Recorded information -
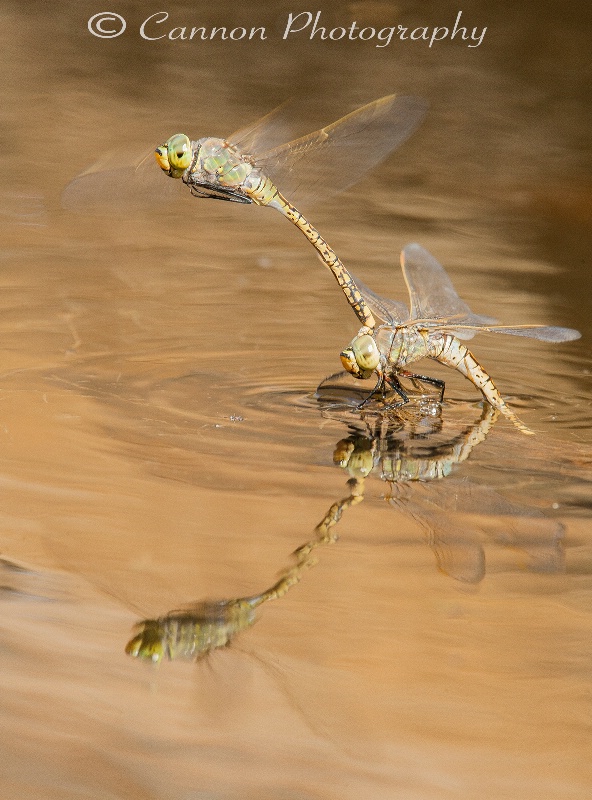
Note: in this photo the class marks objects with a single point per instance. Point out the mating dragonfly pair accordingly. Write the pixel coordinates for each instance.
...
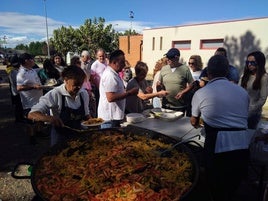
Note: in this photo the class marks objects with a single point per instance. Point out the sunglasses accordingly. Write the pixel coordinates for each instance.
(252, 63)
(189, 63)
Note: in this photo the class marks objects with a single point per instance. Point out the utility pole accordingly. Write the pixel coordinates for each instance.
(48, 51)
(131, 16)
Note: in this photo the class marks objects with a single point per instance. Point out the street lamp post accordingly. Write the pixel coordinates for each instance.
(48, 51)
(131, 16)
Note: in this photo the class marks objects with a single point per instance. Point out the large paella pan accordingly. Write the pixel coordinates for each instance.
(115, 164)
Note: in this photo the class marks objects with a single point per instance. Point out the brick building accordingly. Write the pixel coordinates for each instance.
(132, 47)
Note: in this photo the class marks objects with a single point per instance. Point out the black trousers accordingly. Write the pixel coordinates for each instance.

Requirements -
Transcribe the material word for word, starting at the line that contains "out the street" and ending at the line that contains "out the black".

Full answer -
Note: in this photo the class marks objects with a single point per instance. Point out the street lamp post accordingly. Write the pixel coordinates for each instance.
(48, 51)
(131, 16)
Note: in this photo the class marks objects with a single point per instance. Point out the large paella pan accordingly. Write the pixel coordinates for each instance.
(115, 164)
Note: in this photo the class marks objects with a single point per instance. Point out the brick building accordingly. Write the pixel coordinates for each instance.
(132, 47)
Note: in this photo the class marks objects with a single point per instance. Point out the black trousers accordingly. Write the pixel coordinates for each instance.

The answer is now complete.